- **DIRECTIONS**
Print the data that follows again, keeping every line exact.

- **INFORMATION PROVIDED**

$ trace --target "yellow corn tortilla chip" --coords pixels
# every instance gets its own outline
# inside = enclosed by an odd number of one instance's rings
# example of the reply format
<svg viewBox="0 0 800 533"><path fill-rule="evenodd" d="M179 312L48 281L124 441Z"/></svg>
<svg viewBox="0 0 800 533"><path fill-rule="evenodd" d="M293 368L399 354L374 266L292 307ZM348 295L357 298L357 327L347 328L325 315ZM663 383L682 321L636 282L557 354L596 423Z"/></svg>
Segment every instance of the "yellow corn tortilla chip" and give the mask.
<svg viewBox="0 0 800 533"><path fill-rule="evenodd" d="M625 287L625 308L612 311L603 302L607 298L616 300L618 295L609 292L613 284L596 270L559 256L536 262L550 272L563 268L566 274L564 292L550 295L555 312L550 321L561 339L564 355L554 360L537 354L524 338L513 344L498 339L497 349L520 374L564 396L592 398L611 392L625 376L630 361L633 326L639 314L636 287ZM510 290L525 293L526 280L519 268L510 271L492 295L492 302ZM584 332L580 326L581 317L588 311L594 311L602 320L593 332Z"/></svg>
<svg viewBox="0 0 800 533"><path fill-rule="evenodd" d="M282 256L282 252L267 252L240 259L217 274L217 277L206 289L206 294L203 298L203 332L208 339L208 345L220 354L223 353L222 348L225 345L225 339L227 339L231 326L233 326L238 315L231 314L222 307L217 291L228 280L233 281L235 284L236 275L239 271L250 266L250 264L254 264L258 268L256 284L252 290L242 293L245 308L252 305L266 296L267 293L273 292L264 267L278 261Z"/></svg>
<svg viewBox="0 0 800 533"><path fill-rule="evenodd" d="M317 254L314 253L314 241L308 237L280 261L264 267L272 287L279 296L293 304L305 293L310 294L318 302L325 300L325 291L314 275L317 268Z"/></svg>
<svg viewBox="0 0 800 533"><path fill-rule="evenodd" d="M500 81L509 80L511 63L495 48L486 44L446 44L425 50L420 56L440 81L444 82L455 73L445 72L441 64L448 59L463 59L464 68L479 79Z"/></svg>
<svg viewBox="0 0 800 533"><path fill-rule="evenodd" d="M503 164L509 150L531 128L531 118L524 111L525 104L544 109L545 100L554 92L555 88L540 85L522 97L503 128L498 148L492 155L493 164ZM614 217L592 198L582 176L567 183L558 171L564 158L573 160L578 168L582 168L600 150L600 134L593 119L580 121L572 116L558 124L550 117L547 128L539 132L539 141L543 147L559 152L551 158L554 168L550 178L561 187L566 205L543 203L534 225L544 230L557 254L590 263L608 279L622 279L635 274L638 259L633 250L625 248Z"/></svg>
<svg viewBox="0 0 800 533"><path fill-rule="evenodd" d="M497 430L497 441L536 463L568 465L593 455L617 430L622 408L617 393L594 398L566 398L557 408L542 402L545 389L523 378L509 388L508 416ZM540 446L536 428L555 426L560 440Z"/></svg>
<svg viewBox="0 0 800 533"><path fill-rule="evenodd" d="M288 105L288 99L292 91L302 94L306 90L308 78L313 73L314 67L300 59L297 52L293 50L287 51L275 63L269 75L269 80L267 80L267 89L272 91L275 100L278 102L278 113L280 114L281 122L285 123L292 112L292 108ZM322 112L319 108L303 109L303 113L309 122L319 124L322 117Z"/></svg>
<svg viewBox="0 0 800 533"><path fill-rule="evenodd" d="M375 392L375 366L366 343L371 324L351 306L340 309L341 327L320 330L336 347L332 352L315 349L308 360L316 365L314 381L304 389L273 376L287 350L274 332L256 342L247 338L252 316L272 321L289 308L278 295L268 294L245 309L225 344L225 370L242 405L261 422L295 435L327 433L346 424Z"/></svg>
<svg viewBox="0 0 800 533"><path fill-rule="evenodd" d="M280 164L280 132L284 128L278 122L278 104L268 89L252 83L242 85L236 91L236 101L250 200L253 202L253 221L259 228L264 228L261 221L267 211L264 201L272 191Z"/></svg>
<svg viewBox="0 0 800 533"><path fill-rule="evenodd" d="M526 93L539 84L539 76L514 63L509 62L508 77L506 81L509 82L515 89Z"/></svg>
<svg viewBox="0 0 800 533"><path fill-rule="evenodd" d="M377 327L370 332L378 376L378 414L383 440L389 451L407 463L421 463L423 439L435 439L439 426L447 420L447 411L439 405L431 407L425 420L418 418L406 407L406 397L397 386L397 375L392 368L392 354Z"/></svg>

- **WRITTEN SOLUTION**
$ trace --target "yellow corn tortilla chip" --coords pixels
# every instance gets its own outline
# inside = enclosed by an odd number of one instance's rings
# example of the reply format
<svg viewBox="0 0 800 533"><path fill-rule="evenodd" d="M179 312L48 281L124 441Z"/></svg>
<svg viewBox="0 0 800 533"><path fill-rule="evenodd" d="M293 368L399 354L374 266L292 307ZM348 295L357 298L357 327L347 328L325 315ZM663 383L682 321L636 282L557 354L596 423Z"/></svg>
Segment every instance of the "yellow corn tortilla chip" and give the mask.
<svg viewBox="0 0 800 533"><path fill-rule="evenodd" d="M625 287L625 308L612 311L603 302L607 298L616 300L618 295L609 292L613 284L596 270L559 256L536 262L550 272L563 268L566 274L564 292L550 295L555 312L550 321L561 339L564 355L554 360L537 354L524 338L513 344L498 339L497 349L520 374L564 396L592 398L611 392L625 376L630 361L633 326L639 314L636 287ZM510 290L525 293L526 280L519 268L510 271L492 295L492 302ZM584 332L580 326L581 317L588 311L594 311L602 320L593 332Z"/></svg>
<svg viewBox="0 0 800 533"><path fill-rule="evenodd" d="M282 256L282 252L267 252L240 259L217 274L217 277L206 289L206 294L203 298L203 332L208 339L208 345L220 354L223 353L222 348L225 345L225 339L227 339L231 326L233 326L238 315L231 314L222 307L217 291L228 280L233 281L235 284L236 275L239 271L250 266L250 264L254 264L258 268L256 284L252 290L242 293L245 308L252 305L266 296L267 293L273 292L264 267L278 261Z"/></svg>
<svg viewBox="0 0 800 533"><path fill-rule="evenodd" d="M317 254L314 253L314 241L308 237L280 261L264 267L272 287L279 296L293 304L305 293L310 294L318 302L325 300L325 291L314 275L317 268Z"/></svg>
<svg viewBox="0 0 800 533"><path fill-rule="evenodd" d="M500 81L509 80L511 63L495 48L486 44L446 44L425 50L420 56L440 81L444 82L455 73L445 72L441 64L448 59L463 59L464 68L479 79Z"/></svg>
<svg viewBox="0 0 800 533"><path fill-rule="evenodd" d="M503 164L509 150L531 128L531 118L524 111L525 104L544 109L545 100L554 92L555 88L540 85L522 97L503 128L498 148L492 155L493 164ZM614 217L592 198L582 176L567 183L558 171L564 158L573 160L578 168L582 168L600 150L600 134L593 119L580 121L572 116L558 124L550 117L547 128L539 132L539 141L543 147L559 152L551 158L554 168L550 178L561 187L566 205L543 203L534 225L544 230L557 254L590 263L608 279L622 279L635 274L638 259L633 250L625 248Z"/></svg>
<svg viewBox="0 0 800 533"><path fill-rule="evenodd" d="M497 430L497 441L536 463L568 465L593 455L617 430L622 408L617 393L594 398L566 398L557 408L542 402L545 389L523 378L509 388L508 416ZM540 446L536 428L555 426L560 440Z"/></svg>
<svg viewBox="0 0 800 533"><path fill-rule="evenodd" d="M288 105L288 99L292 91L302 94L306 90L308 78L313 73L314 67L300 59L297 52L293 50L287 51L275 63L269 75L269 80L267 80L267 89L272 91L275 100L278 102L278 113L280 114L281 122L285 123L292 112L292 108ZM322 112L319 108L303 109L303 113L309 122L319 124L322 117Z"/></svg>
<svg viewBox="0 0 800 533"><path fill-rule="evenodd" d="M375 392L375 366L366 343L371 324L351 306L340 309L341 327L320 330L336 347L332 352L315 349L308 360L316 365L314 381L304 389L273 376L287 350L274 332L256 342L247 338L252 316L272 321L289 308L278 295L268 294L245 309L225 344L225 370L242 405L261 422L295 435L327 433L346 424Z"/></svg>
<svg viewBox="0 0 800 533"><path fill-rule="evenodd" d="M280 164L280 132L284 128L278 122L278 104L268 89L252 83L242 85L236 91L236 101L250 200L253 202L253 221L259 228L264 228L261 221L267 211L264 201L272 191Z"/></svg>
<svg viewBox="0 0 800 533"><path fill-rule="evenodd" d="M526 93L539 84L539 76L514 63L509 62L508 77L506 81L509 82L515 89Z"/></svg>
<svg viewBox="0 0 800 533"><path fill-rule="evenodd" d="M377 327L370 332L378 376L378 414L383 440L389 451L407 463L421 463L423 439L435 439L439 426L447 420L447 411L439 405L431 407L425 420L418 418L406 407L406 397L397 386L397 375L392 368L392 354Z"/></svg>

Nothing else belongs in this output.